**EXERCISE DESCRIPTION**
Copy out all the items below, switching "outline" to "boundary" wherever it appears and keeping everything else the same. Leave the pictures out.

**GIVEN RECORDS**
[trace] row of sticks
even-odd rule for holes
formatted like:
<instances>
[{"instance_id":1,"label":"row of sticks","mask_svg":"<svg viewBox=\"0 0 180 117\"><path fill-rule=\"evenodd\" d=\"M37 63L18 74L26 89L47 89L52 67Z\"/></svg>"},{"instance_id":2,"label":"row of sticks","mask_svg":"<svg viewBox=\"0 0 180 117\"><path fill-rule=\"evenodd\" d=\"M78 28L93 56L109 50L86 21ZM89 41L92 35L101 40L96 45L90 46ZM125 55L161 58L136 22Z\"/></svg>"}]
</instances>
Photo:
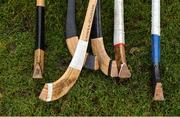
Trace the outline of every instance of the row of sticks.
<instances>
[{"instance_id":1,"label":"row of sticks","mask_svg":"<svg viewBox=\"0 0 180 117\"><path fill-rule=\"evenodd\" d=\"M100 0L89 0L80 36L77 36L75 20L75 0L68 0L66 21L66 43L73 56L65 73L55 82L46 83L39 98L54 101L65 94L76 83L82 67L101 71L110 77L129 79L131 77L125 56L124 5L123 0L114 1L114 48L112 60L104 47L101 27ZM42 78L44 69L44 0L37 0L37 41L33 78ZM87 53L89 38L93 54ZM153 61L153 100L164 100L160 82L160 0L152 0L152 61Z\"/></svg>"}]
</instances>

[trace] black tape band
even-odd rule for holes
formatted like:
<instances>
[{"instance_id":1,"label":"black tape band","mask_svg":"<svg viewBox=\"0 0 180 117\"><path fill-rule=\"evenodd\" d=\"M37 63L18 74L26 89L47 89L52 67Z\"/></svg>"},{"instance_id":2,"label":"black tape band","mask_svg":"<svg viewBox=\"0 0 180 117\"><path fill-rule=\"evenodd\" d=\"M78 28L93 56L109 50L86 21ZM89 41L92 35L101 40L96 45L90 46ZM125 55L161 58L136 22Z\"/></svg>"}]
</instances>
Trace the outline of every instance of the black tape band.
<instances>
[{"instance_id":1,"label":"black tape band","mask_svg":"<svg viewBox=\"0 0 180 117\"><path fill-rule=\"evenodd\" d=\"M94 14L92 30L91 30L91 39L96 39L102 37L102 26L101 26L101 3L100 0L97 0L96 11Z\"/></svg>"},{"instance_id":2,"label":"black tape band","mask_svg":"<svg viewBox=\"0 0 180 117\"><path fill-rule=\"evenodd\" d=\"M109 61L108 76L110 76L110 75L111 75L112 62L113 62L113 60L110 60L110 61Z\"/></svg>"},{"instance_id":3,"label":"black tape band","mask_svg":"<svg viewBox=\"0 0 180 117\"><path fill-rule=\"evenodd\" d=\"M152 83L153 83L153 85L156 85L157 82L160 82L159 64L153 65L153 79L152 79Z\"/></svg>"},{"instance_id":4,"label":"black tape band","mask_svg":"<svg viewBox=\"0 0 180 117\"><path fill-rule=\"evenodd\" d=\"M95 56L93 55L88 55L85 63L85 67L91 70L94 70L95 66Z\"/></svg>"},{"instance_id":5,"label":"black tape band","mask_svg":"<svg viewBox=\"0 0 180 117\"><path fill-rule=\"evenodd\" d=\"M68 0L67 18L66 18L66 39L77 36L75 0Z\"/></svg>"},{"instance_id":6,"label":"black tape band","mask_svg":"<svg viewBox=\"0 0 180 117\"><path fill-rule=\"evenodd\" d=\"M44 50L45 45L45 27L44 27L44 7L37 6L37 24L36 24L36 49Z\"/></svg>"}]
</instances>

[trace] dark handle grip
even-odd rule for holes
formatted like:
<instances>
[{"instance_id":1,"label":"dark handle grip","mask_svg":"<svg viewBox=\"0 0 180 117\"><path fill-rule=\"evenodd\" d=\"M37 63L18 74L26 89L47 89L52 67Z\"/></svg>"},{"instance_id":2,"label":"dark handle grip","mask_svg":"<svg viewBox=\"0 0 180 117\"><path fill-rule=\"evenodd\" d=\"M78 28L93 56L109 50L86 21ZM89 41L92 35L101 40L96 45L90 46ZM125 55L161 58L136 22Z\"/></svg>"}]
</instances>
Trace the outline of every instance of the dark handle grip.
<instances>
[{"instance_id":1,"label":"dark handle grip","mask_svg":"<svg viewBox=\"0 0 180 117\"><path fill-rule=\"evenodd\" d=\"M66 18L66 38L77 36L75 0L68 0L67 18Z\"/></svg>"},{"instance_id":2,"label":"dark handle grip","mask_svg":"<svg viewBox=\"0 0 180 117\"><path fill-rule=\"evenodd\" d=\"M97 0L96 11L93 19L91 39L102 37L102 26L101 26L101 2Z\"/></svg>"},{"instance_id":3,"label":"dark handle grip","mask_svg":"<svg viewBox=\"0 0 180 117\"><path fill-rule=\"evenodd\" d=\"M37 24L36 24L36 49L44 50L45 29L44 29L44 7L37 6Z\"/></svg>"}]
</instances>

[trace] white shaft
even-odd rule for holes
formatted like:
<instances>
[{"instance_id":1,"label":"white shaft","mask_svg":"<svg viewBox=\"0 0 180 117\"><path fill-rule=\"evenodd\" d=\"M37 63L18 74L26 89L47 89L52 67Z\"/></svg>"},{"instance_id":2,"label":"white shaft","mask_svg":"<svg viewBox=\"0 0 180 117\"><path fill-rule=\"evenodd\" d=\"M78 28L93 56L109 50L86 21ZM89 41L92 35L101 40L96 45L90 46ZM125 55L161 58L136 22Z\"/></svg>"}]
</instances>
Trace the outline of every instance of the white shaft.
<instances>
[{"instance_id":1,"label":"white shaft","mask_svg":"<svg viewBox=\"0 0 180 117\"><path fill-rule=\"evenodd\" d=\"M152 0L152 34L160 36L160 0Z\"/></svg>"},{"instance_id":2,"label":"white shaft","mask_svg":"<svg viewBox=\"0 0 180 117\"><path fill-rule=\"evenodd\" d=\"M123 0L114 1L114 45L125 44Z\"/></svg>"}]
</instances>

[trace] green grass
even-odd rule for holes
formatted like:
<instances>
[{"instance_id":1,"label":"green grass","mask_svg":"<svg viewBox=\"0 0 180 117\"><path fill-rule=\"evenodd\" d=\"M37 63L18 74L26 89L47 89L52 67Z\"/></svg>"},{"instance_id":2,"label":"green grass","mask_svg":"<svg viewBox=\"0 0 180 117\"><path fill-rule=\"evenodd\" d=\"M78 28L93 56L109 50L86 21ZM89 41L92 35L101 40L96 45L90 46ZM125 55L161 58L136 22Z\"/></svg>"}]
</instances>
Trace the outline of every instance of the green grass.
<instances>
[{"instance_id":1,"label":"green grass","mask_svg":"<svg viewBox=\"0 0 180 117\"><path fill-rule=\"evenodd\" d=\"M87 0L77 0L80 34ZM57 80L71 56L65 43L66 0L46 1L46 59L42 80L32 79L35 43L35 0L0 0L0 115L179 115L180 2L161 0L161 77L165 101L152 101L151 1L125 2L126 54L131 80L117 83L101 71L83 69L72 90L46 103L38 95ZM102 0L106 50L114 58L113 0Z\"/></svg>"}]
</instances>

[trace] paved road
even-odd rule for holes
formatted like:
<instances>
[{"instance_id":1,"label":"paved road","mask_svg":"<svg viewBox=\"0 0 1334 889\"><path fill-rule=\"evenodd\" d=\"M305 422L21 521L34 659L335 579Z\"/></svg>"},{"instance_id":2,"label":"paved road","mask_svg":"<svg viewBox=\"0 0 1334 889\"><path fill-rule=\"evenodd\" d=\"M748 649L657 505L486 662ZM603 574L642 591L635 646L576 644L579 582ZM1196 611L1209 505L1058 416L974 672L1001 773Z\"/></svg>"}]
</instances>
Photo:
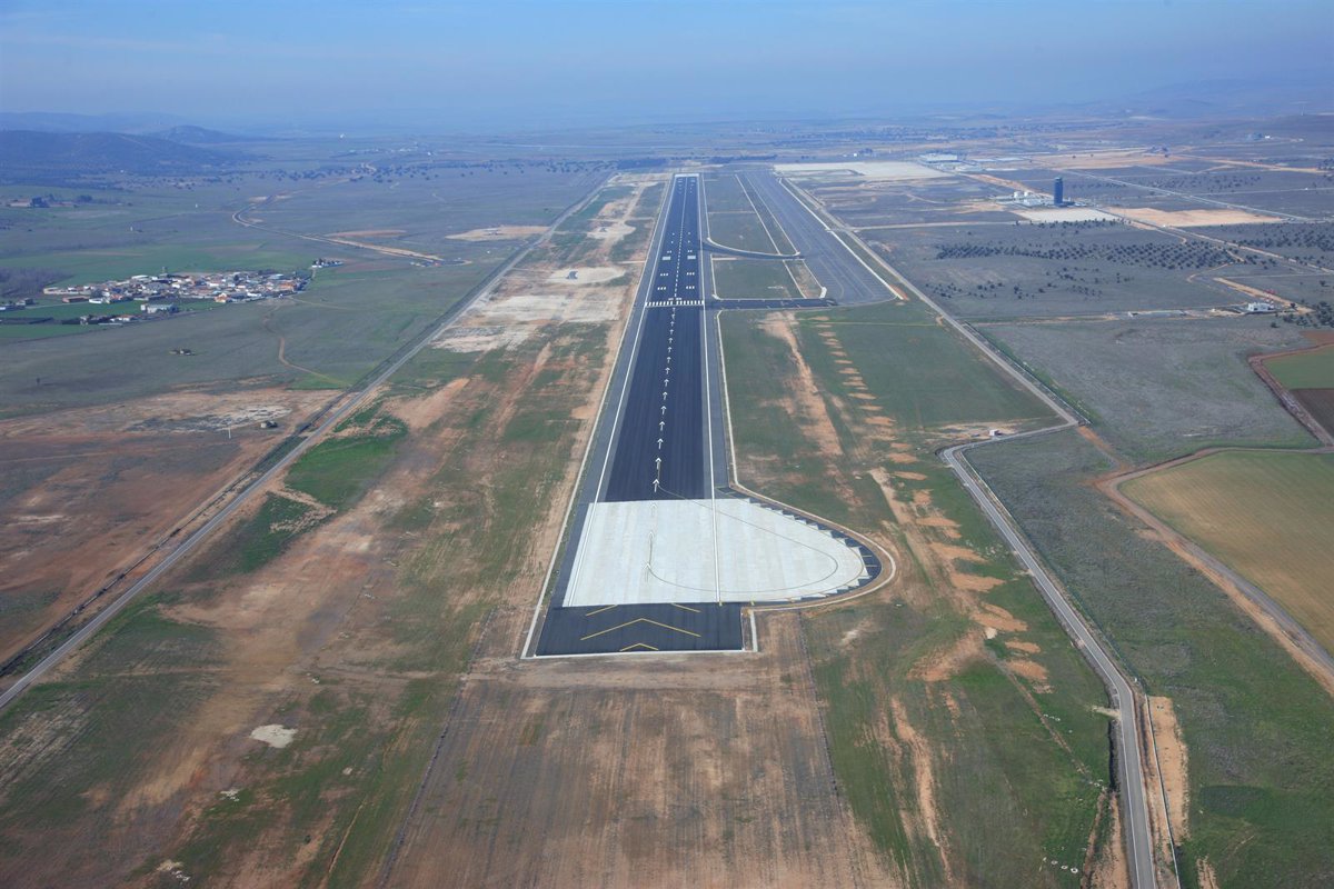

**SOLUTION TO THIS TASK**
[trace] row of sticks
even-odd rule for holes
formatted like:
<instances>
[{"instance_id":1,"label":"row of sticks","mask_svg":"<svg viewBox=\"0 0 180 117\"><path fill-rule=\"evenodd\" d=\"M37 63L18 74L26 89L47 89L52 67Z\"/></svg>"},{"instance_id":2,"label":"row of sticks","mask_svg":"<svg viewBox=\"0 0 180 117\"><path fill-rule=\"evenodd\" d=\"M78 28L93 56L109 50L86 21ZM89 41L92 35L101 40L96 45L90 46ZM125 55L161 58L136 22Z\"/></svg>"}]
</instances>
Photo:
Trace the boundary of every instance of the row of sticks.
<instances>
[{"instance_id":1,"label":"row of sticks","mask_svg":"<svg viewBox=\"0 0 180 117\"><path fill-rule=\"evenodd\" d=\"M100 0L89 0L80 36L77 36L75 20L75 0L68 0L66 21L66 43L73 56L65 73L55 82L46 83L39 98L54 101L65 94L76 83L82 67L101 71L110 77L129 79L131 77L125 56L124 5L123 0L114 1L114 48L112 60L104 47L101 27ZM42 78L44 69L44 0L37 0L37 41L33 78ZM87 53L89 38L93 54ZM153 61L153 100L164 100L160 82L160 0L152 0L152 61Z\"/></svg>"}]
</instances>

[trace] black tape band
even-odd rule for holes
formatted like:
<instances>
[{"instance_id":1,"label":"black tape band","mask_svg":"<svg viewBox=\"0 0 180 117\"><path fill-rule=\"evenodd\" d=\"M37 63L18 74L26 89L47 89L52 67Z\"/></svg>"},{"instance_id":2,"label":"black tape band","mask_svg":"<svg viewBox=\"0 0 180 117\"><path fill-rule=\"evenodd\" d=\"M78 28L93 56L109 50L86 21ZM89 41L92 35L101 40L96 45L90 46ZM125 55L161 58L136 22Z\"/></svg>"}]
</instances>
Trace the boundary of every instance of the black tape band.
<instances>
[{"instance_id":1,"label":"black tape band","mask_svg":"<svg viewBox=\"0 0 180 117\"><path fill-rule=\"evenodd\" d=\"M94 14L92 30L91 30L91 39L96 39L102 37L102 26L101 26L101 3L100 0L97 0L96 11Z\"/></svg>"},{"instance_id":2,"label":"black tape band","mask_svg":"<svg viewBox=\"0 0 180 117\"><path fill-rule=\"evenodd\" d=\"M109 61L108 76L110 76L110 75L111 75L112 62L113 62L113 60L110 60L110 61Z\"/></svg>"},{"instance_id":3,"label":"black tape band","mask_svg":"<svg viewBox=\"0 0 180 117\"><path fill-rule=\"evenodd\" d=\"M152 83L153 83L153 85L156 85L157 82L160 82L159 64L153 65L153 79L152 79Z\"/></svg>"},{"instance_id":4,"label":"black tape band","mask_svg":"<svg viewBox=\"0 0 180 117\"><path fill-rule=\"evenodd\" d=\"M95 56L93 55L88 55L85 63L85 67L91 70L94 70L95 66Z\"/></svg>"},{"instance_id":5,"label":"black tape band","mask_svg":"<svg viewBox=\"0 0 180 117\"><path fill-rule=\"evenodd\" d=\"M68 0L67 18L66 18L66 39L77 36L75 0Z\"/></svg>"},{"instance_id":6,"label":"black tape band","mask_svg":"<svg viewBox=\"0 0 180 117\"><path fill-rule=\"evenodd\" d=\"M44 50L45 45L45 27L44 27L44 7L37 6L37 24L36 24L36 49Z\"/></svg>"}]
</instances>

[trace] dark handle grip
even-odd rule for holes
formatted like:
<instances>
[{"instance_id":1,"label":"dark handle grip","mask_svg":"<svg viewBox=\"0 0 180 117\"><path fill-rule=\"evenodd\" d=\"M37 63L18 74L26 89L47 89L52 67Z\"/></svg>"},{"instance_id":2,"label":"dark handle grip","mask_svg":"<svg viewBox=\"0 0 180 117\"><path fill-rule=\"evenodd\" d=\"M78 28L93 56L109 50L86 21ZM89 41L92 35L101 40L96 45L90 46ZM125 55L161 58L136 22Z\"/></svg>"}]
</instances>
Trace the boundary of every instance of the dark handle grip.
<instances>
[{"instance_id":1,"label":"dark handle grip","mask_svg":"<svg viewBox=\"0 0 180 117\"><path fill-rule=\"evenodd\" d=\"M66 18L66 38L77 36L75 0L68 0L67 18Z\"/></svg>"},{"instance_id":2,"label":"dark handle grip","mask_svg":"<svg viewBox=\"0 0 180 117\"><path fill-rule=\"evenodd\" d=\"M97 0L96 11L93 19L91 39L102 37L102 26L101 26L101 2Z\"/></svg>"},{"instance_id":3,"label":"dark handle grip","mask_svg":"<svg viewBox=\"0 0 180 117\"><path fill-rule=\"evenodd\" d=\"M37 24L36 24L36 49L44 50L45 29L44 29L44 7L37 6Z\"/></svg>"}]
</instances>

[trace] white shaft
even-odd rule for holes
formatted like:
<instances>
[{"instance_id":1,"label":"white shaft","mask_svg":"<svg viewBox=\"0 0 180 117\"><path fill-rule=\"evenodd\" d=\"M37 63L18 74L26 89L47 89L52 67Z\"/></svg>"},{"instance_id":2,"label":"white shaft","mask_svg":"<svg viewBox=\"0 0 180 117\"><path fill-rule=\"evenodd\" d=\"M78 28L93 56L109 50L86 21ZM89 41L92 35L101 40L96 45L90 46ZM125 55L161 58L136 22Z\"/></svg>"}]
</instances>
Trace the boundary of every instance of the white shaft.
<instances>
[{"instance_id":1,"label":"white shaft","mask_svg":"<svg viewBox=\"0 0 180 117\"><path fill-rule=\"evenodd\" d=\"M152 0L152 34L160 36L160 0Z\"/></svg>"},{"instance_id":2,"label":"white shaft","mask_svg":"<svg viewBox=\"0 0 180 117\"><path fill-rule=\"evenodd\" d=\"M123 0L114 1L114 45L125 44Z\"/></svg>"}]
</instances>

[trace] green grass
even-odd rule for holes
formatted like:
<instances>
[{"instance_id":1,"label":"green grass","mask_svg":"<svg viewBox=\"0 0 180 117\"><path fill-rule=\"evenodd\" d=\"M37 63L18 74L26 89L47 89L52 67Z\"/></svg>"},{"instance_id":2,"label":"green grass","mask_svg":"<svg viewBox=\"0 0 180 117\"><path fill-rule=\"evenodd\" d=\"M78 28L93 56L109 50L86 21ZM89 41L92 35L101 40L96 45L90 46ZM125 55L161 58L136 22Z\"/></svg>"}]
</instances>
Trace the boundary of every instance of the green grass.
<instances>
[{"instance_id":1,"label":"green grass","mask_svg":"<svg viewBox=\"0 0 180 117\"><path fill-rule=\"evenodd\" d=\"M87 0L77 0L80 34ZM57 80L71 56L65 43L66 0L46 1L46 59L42 80L32 79L35 43L35 0L0 0L0 115L179 115L180 2L161 0L161 77L165 101L152 101L151 1L125 2L126 54L131 80L117 83L101 71L83 69L72 90L46 103L38 95ZM102 0L106 50L114 58L113 0Z\"/></svg>"}]
</instances>

[trace] paved road
even-odd rule for holes
formatted like:
<instances>
[{"instance_id":1,"label":"paved road","mask_svg":"<svg viewBox=\"0 0 1334 889\"><path fill-rule=\"evenodd\" d=\"M305 422L21 521L34 659L335 579Z\"/></svg>"},{"instance_id":2,"label":"paved road","mask_svg":"<svg viewBox=\"0 0 1334 889\"><path fill-rule=\"evenodd\" d=\"M748 649L657 505L486 662ZM603 574L642 591L635 646L576 644L579 582ZM1196 611L1209 505L1058 416L974 672L1001 773Z\"/></svg>"}]
</instances>
Photo:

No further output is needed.